Stored data entries:
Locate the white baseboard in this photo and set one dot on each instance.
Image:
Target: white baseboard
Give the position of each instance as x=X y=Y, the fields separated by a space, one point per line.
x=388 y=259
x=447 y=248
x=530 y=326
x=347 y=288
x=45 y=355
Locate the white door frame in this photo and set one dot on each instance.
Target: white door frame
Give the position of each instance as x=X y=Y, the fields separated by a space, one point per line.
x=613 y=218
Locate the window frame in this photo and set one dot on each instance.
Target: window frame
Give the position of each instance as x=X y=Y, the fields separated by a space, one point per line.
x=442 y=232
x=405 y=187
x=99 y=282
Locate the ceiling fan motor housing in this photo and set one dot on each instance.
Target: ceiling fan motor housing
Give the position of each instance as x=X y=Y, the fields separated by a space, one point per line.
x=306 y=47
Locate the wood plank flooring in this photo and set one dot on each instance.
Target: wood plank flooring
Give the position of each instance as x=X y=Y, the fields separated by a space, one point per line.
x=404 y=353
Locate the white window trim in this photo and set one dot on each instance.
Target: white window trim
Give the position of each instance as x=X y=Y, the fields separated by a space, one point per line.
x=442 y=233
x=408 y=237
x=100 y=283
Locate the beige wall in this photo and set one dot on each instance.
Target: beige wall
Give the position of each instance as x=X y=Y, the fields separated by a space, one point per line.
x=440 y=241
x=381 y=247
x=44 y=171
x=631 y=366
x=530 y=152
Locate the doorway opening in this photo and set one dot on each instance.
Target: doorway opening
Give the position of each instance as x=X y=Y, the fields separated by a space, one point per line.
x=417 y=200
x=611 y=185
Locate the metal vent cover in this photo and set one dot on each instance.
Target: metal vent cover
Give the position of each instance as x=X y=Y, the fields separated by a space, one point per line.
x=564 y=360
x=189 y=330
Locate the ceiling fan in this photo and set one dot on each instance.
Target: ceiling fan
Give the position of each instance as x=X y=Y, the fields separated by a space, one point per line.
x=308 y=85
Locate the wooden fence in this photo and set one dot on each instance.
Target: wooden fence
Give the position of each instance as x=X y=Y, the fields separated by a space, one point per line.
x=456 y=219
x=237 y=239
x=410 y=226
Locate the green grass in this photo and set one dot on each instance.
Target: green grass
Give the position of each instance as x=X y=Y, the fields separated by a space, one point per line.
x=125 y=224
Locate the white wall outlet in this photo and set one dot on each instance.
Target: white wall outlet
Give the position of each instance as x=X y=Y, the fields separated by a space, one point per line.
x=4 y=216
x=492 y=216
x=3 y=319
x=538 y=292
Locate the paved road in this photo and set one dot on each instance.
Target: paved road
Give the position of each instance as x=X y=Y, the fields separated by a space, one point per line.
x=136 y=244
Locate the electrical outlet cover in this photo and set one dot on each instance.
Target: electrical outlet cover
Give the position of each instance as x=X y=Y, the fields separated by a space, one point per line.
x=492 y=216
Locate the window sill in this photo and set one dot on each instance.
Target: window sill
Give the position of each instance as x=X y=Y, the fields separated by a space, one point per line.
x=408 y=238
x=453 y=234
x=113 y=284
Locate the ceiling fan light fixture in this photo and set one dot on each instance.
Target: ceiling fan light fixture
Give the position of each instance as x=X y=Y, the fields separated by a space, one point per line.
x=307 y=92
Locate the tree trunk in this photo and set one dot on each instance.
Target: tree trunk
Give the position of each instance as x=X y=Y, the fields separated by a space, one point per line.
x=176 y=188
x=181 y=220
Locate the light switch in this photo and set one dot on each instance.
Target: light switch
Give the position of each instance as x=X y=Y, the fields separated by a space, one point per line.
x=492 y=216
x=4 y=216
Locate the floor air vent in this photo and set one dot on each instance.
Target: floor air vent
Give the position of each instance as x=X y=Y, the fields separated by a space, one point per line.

• [TASK INSTRUCTIONS] Give back the lines of the data exactly as they are written, from the first line through the line containing "Locate the window frame".

• [ANSWER SECTION]
Locate the white baseboard in this photo and set one dot on each instance.
Image:
Target: white baseboard
Give the position of each instance as x=X y=Y, the fields separated by a space, one point per line.
x=388 y=259
x=447 y=248
x=530 y=326
x=347 y=288
x=45 y=355
Locate the white door frame in this photo and set one dot on each instance.
Target: white door frame
Give the position of each instance as x=X y=Y, the fields separated by a space, one point per line.
x=613 y=218
Locate the window frame in this photo and set one dot on each instance.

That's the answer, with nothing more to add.